◆ PAGE EXCERPT
Getting 502 with "could not find a good candidate within 90 attempts at load balancing" despite healthcheck passing

gitnik · March 31, 2024, 11:46am

I am running a remix app. Using the prod artifacts locally works fine.

No component on fly.io reports an error. The machine is working fine, the logs are fine, the healthchecks are passing.

And yet I’m getting a 502 when accessing the page:
https://dealday-dev.fly.dev/

In the logs I can see the following:

could not find a good candidate within 90 attempts at load balancing

The 502 happens after a timeout, so it can’t be my app failing.

I also tried scaling to 2 instances but that didn’t change anything.

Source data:
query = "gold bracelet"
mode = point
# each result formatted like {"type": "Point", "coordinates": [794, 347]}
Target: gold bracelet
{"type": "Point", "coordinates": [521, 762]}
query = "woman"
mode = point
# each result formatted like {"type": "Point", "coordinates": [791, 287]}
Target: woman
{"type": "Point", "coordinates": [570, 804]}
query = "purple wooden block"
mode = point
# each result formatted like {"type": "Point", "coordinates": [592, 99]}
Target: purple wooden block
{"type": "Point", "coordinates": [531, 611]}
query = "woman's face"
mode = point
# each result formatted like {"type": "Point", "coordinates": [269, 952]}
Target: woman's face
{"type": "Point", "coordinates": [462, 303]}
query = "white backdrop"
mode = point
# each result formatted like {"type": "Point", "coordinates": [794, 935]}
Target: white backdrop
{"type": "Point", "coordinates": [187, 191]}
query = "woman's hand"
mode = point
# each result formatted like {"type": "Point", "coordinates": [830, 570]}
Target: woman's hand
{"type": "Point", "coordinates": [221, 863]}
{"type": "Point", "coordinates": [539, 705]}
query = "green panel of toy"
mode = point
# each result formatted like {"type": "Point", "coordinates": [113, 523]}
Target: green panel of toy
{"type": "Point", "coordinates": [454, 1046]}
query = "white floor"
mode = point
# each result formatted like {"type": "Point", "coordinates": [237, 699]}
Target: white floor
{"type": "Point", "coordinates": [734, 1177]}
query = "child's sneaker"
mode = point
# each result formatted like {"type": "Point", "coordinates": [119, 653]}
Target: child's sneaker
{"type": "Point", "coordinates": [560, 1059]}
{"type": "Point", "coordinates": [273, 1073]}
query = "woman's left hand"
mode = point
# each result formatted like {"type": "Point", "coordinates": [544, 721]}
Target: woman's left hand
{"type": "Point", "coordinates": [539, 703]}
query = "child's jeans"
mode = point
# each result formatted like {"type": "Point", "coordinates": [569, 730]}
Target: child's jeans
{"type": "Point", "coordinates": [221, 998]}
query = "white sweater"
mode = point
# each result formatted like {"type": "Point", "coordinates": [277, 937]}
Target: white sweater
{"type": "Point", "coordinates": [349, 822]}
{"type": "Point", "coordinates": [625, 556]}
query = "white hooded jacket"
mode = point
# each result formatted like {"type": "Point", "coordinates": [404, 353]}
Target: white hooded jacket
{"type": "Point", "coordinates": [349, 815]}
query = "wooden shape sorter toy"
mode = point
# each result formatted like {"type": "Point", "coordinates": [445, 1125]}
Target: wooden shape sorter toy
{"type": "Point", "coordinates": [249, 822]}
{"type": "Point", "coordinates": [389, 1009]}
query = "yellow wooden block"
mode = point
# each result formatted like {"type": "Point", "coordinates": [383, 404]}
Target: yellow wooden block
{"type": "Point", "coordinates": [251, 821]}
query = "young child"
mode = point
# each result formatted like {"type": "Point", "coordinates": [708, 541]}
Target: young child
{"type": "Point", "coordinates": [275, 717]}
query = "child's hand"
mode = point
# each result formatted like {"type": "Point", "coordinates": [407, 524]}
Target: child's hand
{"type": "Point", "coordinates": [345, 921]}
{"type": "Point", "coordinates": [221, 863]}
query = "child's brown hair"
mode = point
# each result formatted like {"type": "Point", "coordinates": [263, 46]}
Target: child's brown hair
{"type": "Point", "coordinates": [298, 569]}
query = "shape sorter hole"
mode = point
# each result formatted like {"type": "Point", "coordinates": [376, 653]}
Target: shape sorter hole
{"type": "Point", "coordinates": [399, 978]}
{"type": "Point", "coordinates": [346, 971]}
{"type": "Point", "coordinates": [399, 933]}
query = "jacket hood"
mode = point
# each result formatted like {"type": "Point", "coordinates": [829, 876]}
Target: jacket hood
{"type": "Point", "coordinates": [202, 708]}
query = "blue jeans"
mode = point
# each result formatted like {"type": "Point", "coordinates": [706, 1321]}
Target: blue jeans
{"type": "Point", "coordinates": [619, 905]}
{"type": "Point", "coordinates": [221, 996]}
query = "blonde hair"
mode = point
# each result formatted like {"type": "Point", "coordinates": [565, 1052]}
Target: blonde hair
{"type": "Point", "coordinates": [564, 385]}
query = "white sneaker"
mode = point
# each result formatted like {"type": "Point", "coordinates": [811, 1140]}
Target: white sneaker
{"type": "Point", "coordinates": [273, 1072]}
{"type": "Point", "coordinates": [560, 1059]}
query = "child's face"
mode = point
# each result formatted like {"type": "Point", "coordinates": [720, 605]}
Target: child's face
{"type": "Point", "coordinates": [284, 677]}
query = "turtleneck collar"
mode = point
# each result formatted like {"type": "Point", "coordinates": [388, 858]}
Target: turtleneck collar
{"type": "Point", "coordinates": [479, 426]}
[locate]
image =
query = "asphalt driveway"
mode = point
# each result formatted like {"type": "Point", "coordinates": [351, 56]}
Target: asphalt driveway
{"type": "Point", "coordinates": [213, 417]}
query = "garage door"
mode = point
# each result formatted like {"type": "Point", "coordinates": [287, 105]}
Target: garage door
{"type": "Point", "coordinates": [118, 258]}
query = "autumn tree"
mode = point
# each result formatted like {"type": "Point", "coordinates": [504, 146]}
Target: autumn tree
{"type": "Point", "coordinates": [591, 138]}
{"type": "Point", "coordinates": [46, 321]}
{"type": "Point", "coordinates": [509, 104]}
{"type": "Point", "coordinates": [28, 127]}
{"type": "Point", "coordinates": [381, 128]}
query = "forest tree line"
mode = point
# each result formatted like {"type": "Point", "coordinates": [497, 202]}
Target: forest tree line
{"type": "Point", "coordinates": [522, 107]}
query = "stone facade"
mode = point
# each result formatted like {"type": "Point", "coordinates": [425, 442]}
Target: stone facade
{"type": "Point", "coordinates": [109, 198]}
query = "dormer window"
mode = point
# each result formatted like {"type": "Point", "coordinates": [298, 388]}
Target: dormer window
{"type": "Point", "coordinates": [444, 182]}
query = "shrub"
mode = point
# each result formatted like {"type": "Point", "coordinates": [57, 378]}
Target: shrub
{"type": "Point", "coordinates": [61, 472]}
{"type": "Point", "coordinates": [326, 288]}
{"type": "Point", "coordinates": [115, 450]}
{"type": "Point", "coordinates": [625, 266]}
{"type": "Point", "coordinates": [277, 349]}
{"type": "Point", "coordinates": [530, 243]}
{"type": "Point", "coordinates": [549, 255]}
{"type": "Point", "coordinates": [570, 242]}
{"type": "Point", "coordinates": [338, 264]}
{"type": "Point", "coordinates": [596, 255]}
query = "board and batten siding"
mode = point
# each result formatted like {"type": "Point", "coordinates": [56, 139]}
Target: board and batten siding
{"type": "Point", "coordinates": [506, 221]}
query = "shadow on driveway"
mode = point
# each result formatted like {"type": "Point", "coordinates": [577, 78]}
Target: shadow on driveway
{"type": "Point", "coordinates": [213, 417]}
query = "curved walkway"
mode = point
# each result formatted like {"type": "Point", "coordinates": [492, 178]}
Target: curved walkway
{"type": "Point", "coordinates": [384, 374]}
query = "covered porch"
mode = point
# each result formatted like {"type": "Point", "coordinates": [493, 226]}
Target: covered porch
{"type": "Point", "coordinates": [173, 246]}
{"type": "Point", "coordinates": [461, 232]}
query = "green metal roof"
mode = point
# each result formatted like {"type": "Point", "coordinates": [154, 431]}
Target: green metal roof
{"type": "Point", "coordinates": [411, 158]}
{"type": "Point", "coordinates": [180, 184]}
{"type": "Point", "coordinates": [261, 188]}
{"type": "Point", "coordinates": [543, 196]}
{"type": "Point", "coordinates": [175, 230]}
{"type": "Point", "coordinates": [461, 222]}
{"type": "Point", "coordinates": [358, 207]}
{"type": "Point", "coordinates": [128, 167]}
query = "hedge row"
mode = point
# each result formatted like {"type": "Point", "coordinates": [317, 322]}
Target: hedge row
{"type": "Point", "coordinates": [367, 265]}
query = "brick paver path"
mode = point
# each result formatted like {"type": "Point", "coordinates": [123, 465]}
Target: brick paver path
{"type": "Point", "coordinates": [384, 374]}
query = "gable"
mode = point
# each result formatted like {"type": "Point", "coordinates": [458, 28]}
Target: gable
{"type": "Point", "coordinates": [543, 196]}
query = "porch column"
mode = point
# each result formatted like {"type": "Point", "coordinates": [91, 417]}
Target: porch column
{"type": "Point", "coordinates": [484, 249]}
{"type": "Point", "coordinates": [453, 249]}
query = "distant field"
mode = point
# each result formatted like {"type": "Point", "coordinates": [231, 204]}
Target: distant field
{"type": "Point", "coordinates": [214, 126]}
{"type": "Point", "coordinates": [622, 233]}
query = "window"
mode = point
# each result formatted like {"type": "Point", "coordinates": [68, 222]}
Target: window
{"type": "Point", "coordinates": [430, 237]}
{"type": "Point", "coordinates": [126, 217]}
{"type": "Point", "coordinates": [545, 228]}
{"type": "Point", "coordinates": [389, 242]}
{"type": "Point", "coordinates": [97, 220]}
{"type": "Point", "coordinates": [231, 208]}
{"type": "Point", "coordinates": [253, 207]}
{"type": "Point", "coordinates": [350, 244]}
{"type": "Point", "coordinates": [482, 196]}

◆ EXERCISE SET
1. From the forum post about the 502 error, reproduce the passage that begins at the words "In the logs" and ends after the words "didn’t change anything.".
2. Answer these questions from the forum post about the 502 error.
(a) What kind of app is the poster running?
(b) What does the 502 happen after?
(c) How many instances did the poster try scaling to?

◆ THE REPLIES
1.
In the logs I can see the following:

could not find a good candidate within 90 attempts at load balancing

The 502 happens after a timeout, so it can’t be my app failing.

I also tried scaling to 2 instances but that didn’t change anything.

2.
(a) A remix app.
(b) A timeout.
(c) Two instances.